**YOUR OBJECTIVE**
Transcribe the listing below verbatim, omitting the images.
___ THE RECORDS
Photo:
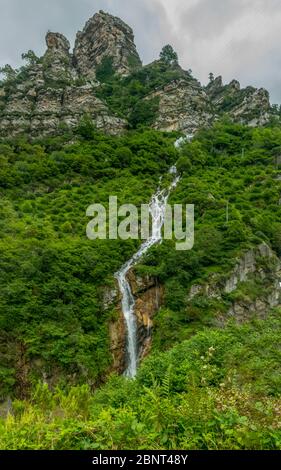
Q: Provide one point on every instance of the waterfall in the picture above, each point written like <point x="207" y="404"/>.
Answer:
<point x="157" y="208"/>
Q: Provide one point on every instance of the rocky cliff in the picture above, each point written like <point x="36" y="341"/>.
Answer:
<point x="54" y="92"/>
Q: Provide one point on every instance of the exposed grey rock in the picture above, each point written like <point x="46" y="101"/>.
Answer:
<point x="57" y="63"/>
<point x="248" y="267"/>
<point x="105" y="36"/>
<point x="183" y="106"/>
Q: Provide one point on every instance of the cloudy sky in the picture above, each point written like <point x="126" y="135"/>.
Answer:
______
**EXERCISE ANSWER**
Photo:
Q: Provide one point on every instance of the waterfall in the picture above, each point written like <point x="207" y="404"/>.
Answer:
<point x="157" y="208"/>
Q: Provide one point on every instance of the rocky cliff in the picture above, each point written like <point x="36" y="341"/>.
Answer:
<point x="54" y="92"/>
Q: Provide one point on every instance of the exposed grey rock in the picture above, each point written like <point x="46" y="101"/>.
Answer:
<point x="57" y="63"/>
<point x="248" y="267"/>
<point x="105" y="36"/>
<point x="183" y="106"/>
Q: Provide one point on every instance of the cloudy sky in the picture above, each point written like <point x="126" y="135"/>.
Answer:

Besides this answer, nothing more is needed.